▶ PROBLEM REQUIREMENTS
Retype each of the entries below, keeping every line the same.

▶ MATERIAL SUPPLIED

-.-.-

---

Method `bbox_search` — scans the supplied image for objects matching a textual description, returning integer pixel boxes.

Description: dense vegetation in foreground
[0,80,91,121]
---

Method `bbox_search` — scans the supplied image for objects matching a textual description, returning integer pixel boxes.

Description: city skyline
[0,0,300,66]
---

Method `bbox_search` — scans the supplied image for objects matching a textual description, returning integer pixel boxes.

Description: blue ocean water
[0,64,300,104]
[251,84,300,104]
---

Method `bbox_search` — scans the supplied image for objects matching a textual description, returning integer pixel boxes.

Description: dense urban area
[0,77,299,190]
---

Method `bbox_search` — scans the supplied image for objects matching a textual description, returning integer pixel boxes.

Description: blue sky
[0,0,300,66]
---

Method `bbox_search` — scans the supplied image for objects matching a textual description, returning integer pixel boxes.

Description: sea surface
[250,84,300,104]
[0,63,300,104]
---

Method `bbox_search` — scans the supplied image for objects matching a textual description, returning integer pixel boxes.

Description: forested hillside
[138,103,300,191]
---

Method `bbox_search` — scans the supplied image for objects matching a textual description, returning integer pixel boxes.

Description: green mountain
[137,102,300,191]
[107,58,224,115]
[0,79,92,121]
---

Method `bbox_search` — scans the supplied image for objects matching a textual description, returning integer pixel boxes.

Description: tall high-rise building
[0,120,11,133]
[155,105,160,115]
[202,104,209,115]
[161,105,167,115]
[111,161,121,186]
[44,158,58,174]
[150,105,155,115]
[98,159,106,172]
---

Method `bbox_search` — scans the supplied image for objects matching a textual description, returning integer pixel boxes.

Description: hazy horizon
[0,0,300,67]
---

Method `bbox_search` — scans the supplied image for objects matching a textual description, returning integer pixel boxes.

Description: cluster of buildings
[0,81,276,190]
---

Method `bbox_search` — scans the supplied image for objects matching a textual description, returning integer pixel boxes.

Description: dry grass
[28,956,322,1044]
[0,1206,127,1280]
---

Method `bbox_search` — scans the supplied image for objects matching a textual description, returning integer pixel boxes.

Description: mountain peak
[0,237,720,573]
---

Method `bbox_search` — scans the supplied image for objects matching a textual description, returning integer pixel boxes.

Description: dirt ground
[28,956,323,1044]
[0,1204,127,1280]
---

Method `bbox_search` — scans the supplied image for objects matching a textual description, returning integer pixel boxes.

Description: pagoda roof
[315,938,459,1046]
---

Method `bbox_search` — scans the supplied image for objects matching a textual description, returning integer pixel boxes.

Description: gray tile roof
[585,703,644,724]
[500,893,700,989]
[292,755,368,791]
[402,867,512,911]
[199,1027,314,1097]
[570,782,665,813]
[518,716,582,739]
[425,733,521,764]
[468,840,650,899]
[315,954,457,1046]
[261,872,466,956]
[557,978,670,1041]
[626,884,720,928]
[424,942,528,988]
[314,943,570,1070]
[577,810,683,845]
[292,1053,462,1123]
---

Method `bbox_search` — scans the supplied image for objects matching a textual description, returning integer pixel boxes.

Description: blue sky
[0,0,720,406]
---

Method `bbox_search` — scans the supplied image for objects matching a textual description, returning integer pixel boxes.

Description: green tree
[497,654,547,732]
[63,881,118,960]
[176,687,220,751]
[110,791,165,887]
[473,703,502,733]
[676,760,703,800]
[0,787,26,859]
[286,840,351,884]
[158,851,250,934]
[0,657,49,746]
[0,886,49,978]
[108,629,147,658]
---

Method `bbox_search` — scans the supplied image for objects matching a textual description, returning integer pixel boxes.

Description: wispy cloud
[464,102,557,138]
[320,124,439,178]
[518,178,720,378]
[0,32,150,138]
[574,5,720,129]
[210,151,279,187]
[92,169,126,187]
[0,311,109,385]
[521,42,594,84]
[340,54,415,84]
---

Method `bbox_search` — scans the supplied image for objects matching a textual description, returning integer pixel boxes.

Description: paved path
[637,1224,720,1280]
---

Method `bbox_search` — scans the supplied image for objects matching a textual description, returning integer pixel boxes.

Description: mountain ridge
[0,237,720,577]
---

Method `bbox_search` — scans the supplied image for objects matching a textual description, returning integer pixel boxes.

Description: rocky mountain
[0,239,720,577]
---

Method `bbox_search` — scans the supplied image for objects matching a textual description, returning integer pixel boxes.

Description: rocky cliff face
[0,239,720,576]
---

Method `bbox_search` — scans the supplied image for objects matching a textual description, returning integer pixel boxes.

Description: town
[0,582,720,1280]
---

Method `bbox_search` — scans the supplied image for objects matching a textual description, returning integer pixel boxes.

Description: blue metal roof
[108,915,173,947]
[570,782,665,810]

-.-.-

▶ RESULT OF THIS TASK
---

Method `bbox_search` — scans the supplied image for objects matching a textual description, returning integer pixel boxes.

Description: dense vegetation in foreground
[0,80,91,121]
---

Method `bbox_search` — scans the supplied image for objects matching a textual description, returning integer pixel boxes.

Description: city skyline
[0,0,300,66]
---

Method `bbox_search` — scans the supplied image for objects matching a textual description, returning integer pixel boxes.

Description: blue ocean water
[0,64,300,104]
[251,84,300,104]
---

Method `bbox_search` — scans the supplied image for objects matching a textual description, returning integer pixel boxes.

Description: dense urban area
[0,77,299,190]
---

Method `bbox_search` — scans the supplied image for objects matching a textual description, returning integer pixel boxes.

Description: blue sky
[0,0,300,66]
---

Method `bbox_search` — scans the supplied image for objects matching a textual description, returning integer pixel boxes.

Description: sea surface
[250,84,300,104]
[0,63,300,104]
---

Method `bbox_search` — scans the supplied image for objects matching a textual description, returning integer pixel boxes.

Description: forested hillside
[138,103,300,191]
---

Method `bbox_search` — scans the supplied image for objects matching a textual description, returning integer pixel boxes.

Description: green mountain
[137,102,300,191]
[107,58,224,115]
[0,79,92,121]
---

Method `bbox_search` — scans the supplied image for objects matching a textual description, returning integer pixel boxes.

Description: tall high-rise building
[0,120,11,133]
[155,105,160,115]
[202,104,209,115]
[161,105,167,115]
[111,161,121,186]
[44,158,58,174]
[150,105,155,115]
[98,159,106,172]
---

Method `bbox_search` — scans the supplied image for objects matching a textual description, returning integer pixel boxes.

Description: hazy horizon
[0,0,300,67]
---

Method `bbox_search` — scans the supplied image for objects matching a textual description, returning integer pixel boxes.

Description: cluster of buildings
[0,81,276,190]
---

Method `bbox_search` — scans the supplied image for objects matching a textual description, returning integer pixel boxes.

Description: dry grass
[28,956,322,1044]
[0,1206,127,1280]
---

Method `bbox_search` — scans the supplied image for objects matching a textual description, returning integer pixel boxes.

Description: mountain peak
[0,237,720,573]
---

Method `bbox_search` — scans the supplied image for objects matching a textual description, returning integer pixel boxes.

Description: dirt ground
[28,956,323,1044]
[0,1204,127,1280]
---

Method `bbox_search` — scans the supplied image for objects matching a textual description, returning integer pixel boxes.

Description: pagoda roof
[315,938,459,1046]
---

Method `bbox_search` — scans the supplied image for objects matching a textual description, returning integer pixel boxes.

Description: gray tile roof
[585,703,644,724]
[500,893,700,989]
[292,755,368,791]
[402,867,512,911]
[199,1027,314,1097]
[570,782,665,813]
[518,716,582,739]
[425,733,521,764]
[468,840,650,899]
[315,954,457,1046]
[261,872,466,956]
[557,978,670,1041]
[626,884,720,928]
[424,942,528,988]
[314,943,570,1070]
[577,810,683,845]
[292,1053,462,1123]
---

Method `bbox_search` — scans the supplied image for objects matching a textual description, returning integer pixel boxes.

Description: blue sky
[0,0,720,406]
---

Method `bbox_search` — scans the supplied image for objects matching a textual description, returning integer pixel boxes.

Description: green tree
[497,654,547,732]
[63,881,118,960]
[176,687,220,751]
[110,791,165,887]
[473,703,502,733]
[676,760,703,800]
[0,787,26,859]
[286,840,351,884]
[158,851,250,934]
[0,657,49,746]
[0,886,49,978]
[108,629,147,658]
---

Method `bbox_search` — scans the supplied image for objects matching a textual description, returning integer pixel boxes.

Description: wispy cloud
[464,102,557,138]
[320,124,439,178]
[518,178,720,378]
[0,32,150,138]
[574,5,720,129]
[210,151,279,187]
[92,169,126,187]
[0,311,109,385]
[521,42,594,84]
[340,54,415,84]
---

Method `bbox_search` — scans the supplied image for objects matching a textual description, returning integer pixel boxes.

Description: paved path
[637,1224,720,1280]
---

Method `bbox_search` — scans the supplied image for objects matching a textual description, returning integer pixel boxes.

Description: mountain ridge
[0,237,720,577]
---

Method `bbox_search` — scans the supplied image for objects matching a textual description, returning integer pixel boxes.

Description: rocky mountain
[0,239,720,577]
---

Method `bbox_search` — scans the supplied image for objects matching a textual description, returning integer pixel boxes.

Description: rocky cliff face
[0,239,720,576]
---

Method `bbox_search` — scans the supplied image for objects matching a textual description, returning integer pixel boxes.

Description: town
[0,582,720,1280]
---

Method `bbox_search` — scans the supplied image for objects matching a textual description, returning integer pixel boxes.

Description: blue metal roof
[108,915,173,947]
[570,782,665,810]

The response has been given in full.